• _PROBLEM REQUIREMENTS_: Reproduce the entire listing word for word.

• _ROWS_:
-=-=-=-=-

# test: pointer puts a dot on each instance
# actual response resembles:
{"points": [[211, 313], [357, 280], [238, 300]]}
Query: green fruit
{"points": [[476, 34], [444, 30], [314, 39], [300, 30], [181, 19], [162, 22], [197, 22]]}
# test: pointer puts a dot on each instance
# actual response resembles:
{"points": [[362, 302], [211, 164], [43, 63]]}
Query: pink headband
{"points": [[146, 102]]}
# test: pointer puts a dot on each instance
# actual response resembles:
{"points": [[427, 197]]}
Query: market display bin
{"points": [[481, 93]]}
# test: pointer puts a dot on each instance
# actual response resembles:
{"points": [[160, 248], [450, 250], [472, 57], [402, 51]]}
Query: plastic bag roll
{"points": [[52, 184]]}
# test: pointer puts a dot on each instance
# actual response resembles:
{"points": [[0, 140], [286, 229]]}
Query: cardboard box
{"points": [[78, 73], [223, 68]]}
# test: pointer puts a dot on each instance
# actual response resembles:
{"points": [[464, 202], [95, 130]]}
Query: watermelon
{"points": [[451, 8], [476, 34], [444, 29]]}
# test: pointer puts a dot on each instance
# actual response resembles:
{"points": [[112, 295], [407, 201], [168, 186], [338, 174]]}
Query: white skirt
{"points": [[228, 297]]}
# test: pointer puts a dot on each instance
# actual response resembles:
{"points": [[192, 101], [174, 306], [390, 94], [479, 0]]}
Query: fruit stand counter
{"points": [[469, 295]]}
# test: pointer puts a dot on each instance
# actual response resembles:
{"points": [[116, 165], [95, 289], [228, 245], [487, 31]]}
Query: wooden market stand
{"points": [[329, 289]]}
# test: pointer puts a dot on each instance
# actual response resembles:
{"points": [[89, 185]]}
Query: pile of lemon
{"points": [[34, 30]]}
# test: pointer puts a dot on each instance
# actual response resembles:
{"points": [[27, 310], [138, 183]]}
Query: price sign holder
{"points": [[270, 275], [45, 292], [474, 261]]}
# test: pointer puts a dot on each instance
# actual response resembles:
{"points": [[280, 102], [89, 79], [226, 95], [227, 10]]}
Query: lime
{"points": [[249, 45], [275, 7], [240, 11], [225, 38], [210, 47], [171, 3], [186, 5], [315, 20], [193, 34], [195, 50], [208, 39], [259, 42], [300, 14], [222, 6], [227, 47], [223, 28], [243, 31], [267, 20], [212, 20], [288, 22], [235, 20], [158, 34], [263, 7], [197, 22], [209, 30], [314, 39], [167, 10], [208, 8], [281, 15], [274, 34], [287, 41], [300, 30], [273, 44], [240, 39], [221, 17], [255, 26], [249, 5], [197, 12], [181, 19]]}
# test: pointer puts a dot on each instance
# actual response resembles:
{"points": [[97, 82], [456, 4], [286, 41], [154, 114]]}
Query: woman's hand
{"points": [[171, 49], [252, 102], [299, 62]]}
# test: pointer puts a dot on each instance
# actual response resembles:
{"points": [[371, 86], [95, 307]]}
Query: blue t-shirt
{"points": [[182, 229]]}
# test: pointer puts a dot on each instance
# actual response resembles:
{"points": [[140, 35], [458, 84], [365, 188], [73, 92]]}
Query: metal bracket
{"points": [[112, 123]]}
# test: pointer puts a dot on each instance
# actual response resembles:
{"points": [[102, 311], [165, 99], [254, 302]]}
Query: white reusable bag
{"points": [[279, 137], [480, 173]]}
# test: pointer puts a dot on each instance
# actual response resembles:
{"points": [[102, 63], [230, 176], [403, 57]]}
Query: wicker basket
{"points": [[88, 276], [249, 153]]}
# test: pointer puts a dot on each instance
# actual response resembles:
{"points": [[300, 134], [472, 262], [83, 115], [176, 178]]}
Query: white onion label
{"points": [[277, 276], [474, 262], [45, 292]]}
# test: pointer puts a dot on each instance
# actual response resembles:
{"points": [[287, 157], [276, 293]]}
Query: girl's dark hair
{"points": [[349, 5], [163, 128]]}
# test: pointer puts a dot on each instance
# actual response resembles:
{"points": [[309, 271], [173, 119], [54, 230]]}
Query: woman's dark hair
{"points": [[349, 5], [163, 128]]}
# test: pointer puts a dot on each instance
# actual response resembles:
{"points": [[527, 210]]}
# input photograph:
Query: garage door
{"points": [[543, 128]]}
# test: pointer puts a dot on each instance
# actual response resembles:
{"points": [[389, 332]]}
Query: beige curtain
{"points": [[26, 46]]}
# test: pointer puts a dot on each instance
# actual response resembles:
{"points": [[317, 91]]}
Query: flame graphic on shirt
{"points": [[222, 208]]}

-=-=-=-=-

• _WRITTEN REPLY_:
# test: pointer puts a dot on each instance
# actual response resembles:
{"points": [[211, 313], [357, 280], [238, 300]]}
Query: green fruit
{"points": [[476, 34], [444, 30], [314, 39], [300, 30], [181, 19], [162, 22], [197, 22]]}
# test: pointer puts a dot on each instance
# actual response resembles:
{"points": [[362, 302], [211, 164], [43, 63]]}
Query: pink headband
{"points": [[146, 102]]}
# test: pointer puts a dot on each instance
# actual response resembles:
{"points": [[427, 197]]}
Query: market display bin
{"points": [[481, 93]]}
# test: pointer puts a dot on each instance
# actual response resembles:
{"points": [[160, 248], [450, 250], [472, 57], [402, 51]]}
Query: plastic bag roll
{"points": [[52, 184]]}
# test: pointer puts a dot on each instance
# actual response resembles:
{"points": [[0, 140], [286, 229]]}
Query: cardboard box
{"points": [[78, 73], [223, 68]]}
# test: pointer puts a dot on each instance
# actual response resembles:
{"points": [[464, 202], [95, 130]]}
Query: watermelon
{"points": [[451, 8], [476, 34], [444, 29]]}
# test: pointer puts a dot on each instance
# actual response resembles:
{"points": [[112, 295], [407, 201], [168, 186], [338, 174]]}
Query: white skirt
{"points": [[228, 297]]}
# test: pointer puts a dot on each instance
# actual response resembles:
{"points": [[192, 101], [174, 306], [390, 94], [479, 0]]}
Query: fruit stand counter
{"points": [[469, 295]]}
# test: pointer puts a dot on each instance
# actual response resembles:
{"points": [[116, 165], [95, 289], [228, 245], [487, 31]]}
Query: wooden market stand
{"points": [[329, 289]]}
# test: pointer puts a dot on each instance
# actual response resembles:
{"points": [[89, 185]]}
Query: pile of lemon
{"points": [[34, 30]]}
# test: pointer puts a dot on each instance
# actual response resembles:
{"points": [[27, 310], [138, 183]]}
Query: price sign holder
{"points": [[270, 275], [45, 292], [474, 261]]}
# test: pointer puts a dot on each instance
# actual response resembles:
{"points": [[280, 102], [89, 79], [226, 95], [227, 10]]}
Query: lime
{"points": [[249, 45], [275, 7], [240, 11], [225, 38], [210, 47], [171, 3], [186, 5], [315, 20], [193, 34], [195, 50], [208, 39], [259, 42], [300, 14], [222, 6], [227, 47], [223, 28], [243, 31], [267, 20], [212, 20], [288, 22], [235, 20], [158, 34], [263, 7], [197, 22], [209, 30], [314, 39], [167, 10], [208, 8], [281, 15], [274, 34], [287, 41], [300, 30], [273, 44], [240, 39], [221, 17], [255, 26], [249, 5], [197, 12], [181, 19]]}
# test: pointer puts a dot on each instance
# actual response resembles:
{"points": [[97, 82], [456, 4], [286, 41], [154, 114]]}
Query: woman's hand
{"points": [[171, 49], [252, 102], [299, 62]]}
# test: pointer puts a dot on each instance
# actual response resembles:
{"points": [[371, 86], [95, 307]]}
Query: blue t-shirt
{"points": [[182, 229]]}
# test: pointer puts a dot on each instance
# actual response resembles:
{"points": [[140, 35], [458, 84], [365, 188], [73, 92]]}
Query: metal bracket
{"points": [[112, 123]]}
# test: pointer puts a dot on each instance
# actual response resembles:
{"points": [[102, 311], [165, 99], [254, 302]]}
Query: white reusable bag
{"points": [[279, 137], [480, 173]]}
# test: pointer puts a dot on each instance
# actual response resembles:
{"points": [[102, 63], [230, 176], [403, 57]]}
Query: wicker basket
{"points": [[88, 276], [249, 153]]}
# test: pointer puts a dot on each instance
# actual response resembles:
{"points": [[300, 134], [472, 262], [83, 115], [176, 178]]}
Query: white onion label
{"points": [[277, 276], [474, 262], [45, 292]]}
# test: pointer puts a dot on each instance
# actual response resembles:
{"points": [[287, 157], [276, 293]]}
Query: girl's dark hair
{"points": [[349, 5], [163, 128]]}
# test: pointer puts a dot on each instance
# actual response resembles:
{"points": [[309, 271], [173, 119], [54, 230]]}
Query: woman's dark hair
{"points": [[349, 5], [163, 128]]}
# test: pointer puts a dot on each instance
# actual response resembles:
{"points": [[527, 210]]}
# input photograph:
Query: garage door
{"points": [[543, 128]]}
# test: pointer puts a dot on each instance
# actual response resembles:
{"points": [[389, 332]]}
Query: beige curtain
{"points": [[26, 46]]}
# test: pointer puts a dot on each instance
# actual response resembles:
{"points": [[317, 91]]}
Query: flame graphic on shirt
{"points": [[222, 208]]}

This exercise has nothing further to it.